Point-per-instance localization data
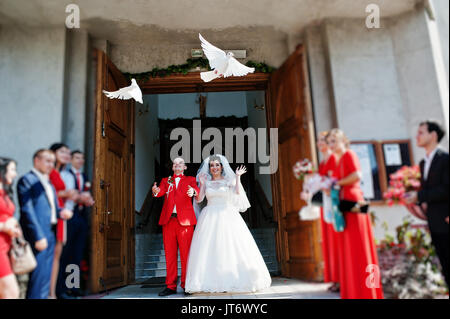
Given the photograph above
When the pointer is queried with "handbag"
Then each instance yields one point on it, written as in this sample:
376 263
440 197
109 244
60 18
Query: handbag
21 256
309 212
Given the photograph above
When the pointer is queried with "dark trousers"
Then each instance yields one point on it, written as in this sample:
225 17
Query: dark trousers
39 279
73 251
440 242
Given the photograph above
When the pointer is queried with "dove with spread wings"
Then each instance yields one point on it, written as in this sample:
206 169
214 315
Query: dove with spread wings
222 64
126 93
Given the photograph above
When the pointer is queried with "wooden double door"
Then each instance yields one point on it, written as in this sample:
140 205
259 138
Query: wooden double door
287 108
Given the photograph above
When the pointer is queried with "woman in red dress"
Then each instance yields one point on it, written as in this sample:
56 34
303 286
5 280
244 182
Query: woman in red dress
330 260
359 273
63 157
9 228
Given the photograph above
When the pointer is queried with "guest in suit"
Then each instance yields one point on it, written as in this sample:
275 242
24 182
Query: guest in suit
9 228
329 252
77 226
434 192
39 213
65 200
358 261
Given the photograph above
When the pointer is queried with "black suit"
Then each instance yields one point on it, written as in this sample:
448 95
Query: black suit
435 193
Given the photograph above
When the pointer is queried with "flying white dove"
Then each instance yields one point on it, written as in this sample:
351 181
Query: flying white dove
126 93
222 64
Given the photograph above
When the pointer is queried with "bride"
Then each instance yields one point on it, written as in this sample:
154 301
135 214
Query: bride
223 256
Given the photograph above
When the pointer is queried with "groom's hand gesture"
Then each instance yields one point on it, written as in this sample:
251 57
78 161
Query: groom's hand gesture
191 192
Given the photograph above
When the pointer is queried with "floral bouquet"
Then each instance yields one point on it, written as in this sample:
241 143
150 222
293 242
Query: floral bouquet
303 168
406 179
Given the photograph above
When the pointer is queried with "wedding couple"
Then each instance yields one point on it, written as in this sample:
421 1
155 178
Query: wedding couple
220 255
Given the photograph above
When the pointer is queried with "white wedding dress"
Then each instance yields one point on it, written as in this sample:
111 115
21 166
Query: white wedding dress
224 256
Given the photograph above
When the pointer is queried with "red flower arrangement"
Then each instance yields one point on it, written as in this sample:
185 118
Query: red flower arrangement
406 179
302 168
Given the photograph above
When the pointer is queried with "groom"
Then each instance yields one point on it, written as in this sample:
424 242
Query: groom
177 220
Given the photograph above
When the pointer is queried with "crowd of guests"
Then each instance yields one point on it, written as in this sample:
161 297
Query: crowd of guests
54 197
350 256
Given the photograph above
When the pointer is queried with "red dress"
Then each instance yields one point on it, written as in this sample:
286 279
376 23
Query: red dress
329 253
6 211
359 272
58 184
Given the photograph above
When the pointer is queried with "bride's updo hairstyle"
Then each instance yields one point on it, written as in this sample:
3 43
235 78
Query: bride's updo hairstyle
213 158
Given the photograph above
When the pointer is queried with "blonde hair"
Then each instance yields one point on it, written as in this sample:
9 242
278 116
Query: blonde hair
340 135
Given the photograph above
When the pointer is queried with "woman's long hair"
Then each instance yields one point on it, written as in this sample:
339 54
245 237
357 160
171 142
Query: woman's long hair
55 147
4 162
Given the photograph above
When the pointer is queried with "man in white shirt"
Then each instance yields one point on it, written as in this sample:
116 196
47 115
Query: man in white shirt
77 227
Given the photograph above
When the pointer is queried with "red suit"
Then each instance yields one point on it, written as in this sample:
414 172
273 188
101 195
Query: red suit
177 231
356 244
329 250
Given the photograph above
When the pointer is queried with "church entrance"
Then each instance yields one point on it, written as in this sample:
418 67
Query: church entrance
133 150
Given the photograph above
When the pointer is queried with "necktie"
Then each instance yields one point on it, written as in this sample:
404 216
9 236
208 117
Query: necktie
79 181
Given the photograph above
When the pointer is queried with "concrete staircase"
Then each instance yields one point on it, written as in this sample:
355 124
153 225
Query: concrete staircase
151 262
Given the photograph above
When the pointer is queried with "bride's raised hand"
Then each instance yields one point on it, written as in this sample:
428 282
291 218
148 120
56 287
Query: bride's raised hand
241 170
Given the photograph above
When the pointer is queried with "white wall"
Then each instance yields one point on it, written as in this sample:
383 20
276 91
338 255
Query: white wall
257 119
31 86
365 82
380 83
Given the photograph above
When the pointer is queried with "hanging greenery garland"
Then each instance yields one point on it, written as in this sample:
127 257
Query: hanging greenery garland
191 64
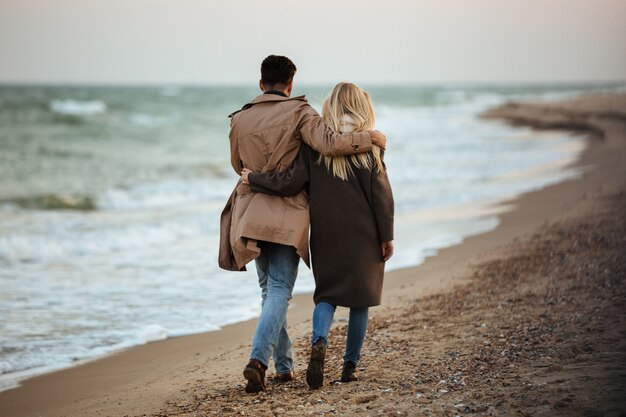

• _PROBLEM REQUIREMENTS_: A word-for-word copy of the records is needed, with no pictures carried over.

• _ANSWER BOX_:
Given the photograph above
When the pointer is queried with "handbag"
Then each instance yields one point on it, written as in this sample:
376 263
440 197
109 244
60 18
Query: handbag
21 256
309 212
Given the photograph above
When the pointer is queried with "dark trousers"
Then each instance yields one point on it, written as in this sample:
225 17
Query: dark trousers
39 279
73 251
440 242
Given the photograph above
When the pointer is queried with "dove with spread wings"
Then each instance yields one point on it, written as in this sample:
206 169
214 315
Query: dove with spread wings
222 64
126 93
Given the photograph above
When the pointer is queried with "wooden double door"
Then each instance yields one point on it, written as in this sample:
140 205
259 138
Query: wooden double door
287 108
Given the photograph above
When the pointer is queried with "woman in red dress"
Then each instance yields one point on it, written as in this sample:
56 34
303 286
5 280
244 182
Query: woman in red dress
330 260
359 273
63 157
9 228
Given the photograph above
When the pointer is queried with "guest in suit"
Then each instance yields one point on it, written as in this sample:
275 242
24 182
Query: guest in suit
9 228
329 252
77 226
434 192
39 213
65 200
358 261
Given the photograph above
When the pointer is queried with "black suit"
Then each instance yields one point on it, written as in this sample:
448 95
Query: black suit
435 193
Given the photograph above
When the pointer is queried with "flying white dove"
Then each instance yields one point on it, written as in this sample:
351 181
Query: flying white dove
126 93
222 64
Given the photograph above
When the pointer is queried with "bride"
Then each instance yields one point on it, written as in this sample:
154 301
135 214
Query: bride
223 256
Given the photograph above
When the pointer is queried with "groom's hand gesture"
Then each instance yields one point on it, written as in this sample:
251 57
78 161
Query: groom's hand gesture
191 192
Given the photograph above
When the pointer is queried with "floral bouquet"
Then each instance yields one point on it, written as in this sample:
241 143
150 222
293 242
Query: floral bouquet
303 168
406 179
Given the photograph above
When the pointer is queried with "wedding couple"
Then each instance yields one point on it, written as in this sample:
421 1
155 178
Query: wedding couple
220 255
Given the photograph above
When the pointer is queried with "white wedding dress"
Then each instance yields one point on it, written as in this sample:
111 115
21 166
Query: white wedding dress
224 256
Given the photograph above
When the pointer is queried with "red flower arrangement"
Then each instance yields one point on it, written as in this sample:
185 118
Query: red flower arrangement
406 179
302 168
Given the photograph above
When the pointer is queried with "groom"
Then each instance yields one point on it, written as in this sample:
424 242
Query: groom
177 220
Given the photograph above
When the pointer is queried with "crowd of guests"
Then each instance yields one point on it, written as in this sample:
161 297
Query: crowd of guests
54 197
350 256
Given the photograph above
When the pointer is queried with "red dress"
Then each instance yields one point on it, written as in this sample:
286 279
376 23
Query: red dress
329 253
6 211
359 272
58 184
Given the photograph above
When the pointer is queried with "bride's updo hairstyle"
Then each instance yields one point on it, written as in this sample:
3 43
235 78
Query: bride's updo hairstyle
213 158
Given the photograph above
When the pointer is queried with "blonde hair"
Then each instance yields one point on it, written as in this sample:
9 242
278 116
Query: blonde hair
340 135
Given the photograph above
When the pointer is queried with "woman's long hair"
Then each instance yields one point on it, written as in this sample:
339 54
245 237
357 160
171 142
Query: woman's long hair
55 147
4 162
Given the photograph above
When the pointer is queried with "man in white shirt"
Then each instance yields one point on it, written as in this sample:
116 196
47 115
Query: man in white shirt
77 227
Given the photograph above
When the pointer is queried with "red suit"
Then each instance yields one point on it, written as in this sample:
414 172
273 188
101 195
Query: red suit
177 231
356 244
329 250
Given the photograph above
When the pointer is queried with "church entrance"
Then each instance yields one point on it, written as in this sample:
418 67
Query: church entrance
133 150
Given the photograph above
When the pointer is queried with "necktie"
Then each instance yields one point on it, written as in this sample:
404 216
9 236
208 117
Query: necktie
79 181
Given the photograph above
When the pointer is queried with "concrete staircase"
Then each instance yields one point on it, written as in this sample:
355 124
153 225
Query: concrete staircase
151 262
Given the photograph above
When the pointer is queried with "bride's raised hand"
Then each instance yields one point on it, written as in this sample:
428 282
291 218
148 120
56 287
Query: bride's raised hand
241 170
Given the photograph above
When the pointer is queried with "white wall"
Then each instance yields one point on it, written as in this sample:
383 20
276 91
338 255
Query: white wall
257 119
31 86
365 82
380 83
Given the photograph above
When the pointer is queried with "hanging greenery garland"
Then each instance yields one point on it, written as in this sample:
127 257
Query: hanging greenery garland
191 64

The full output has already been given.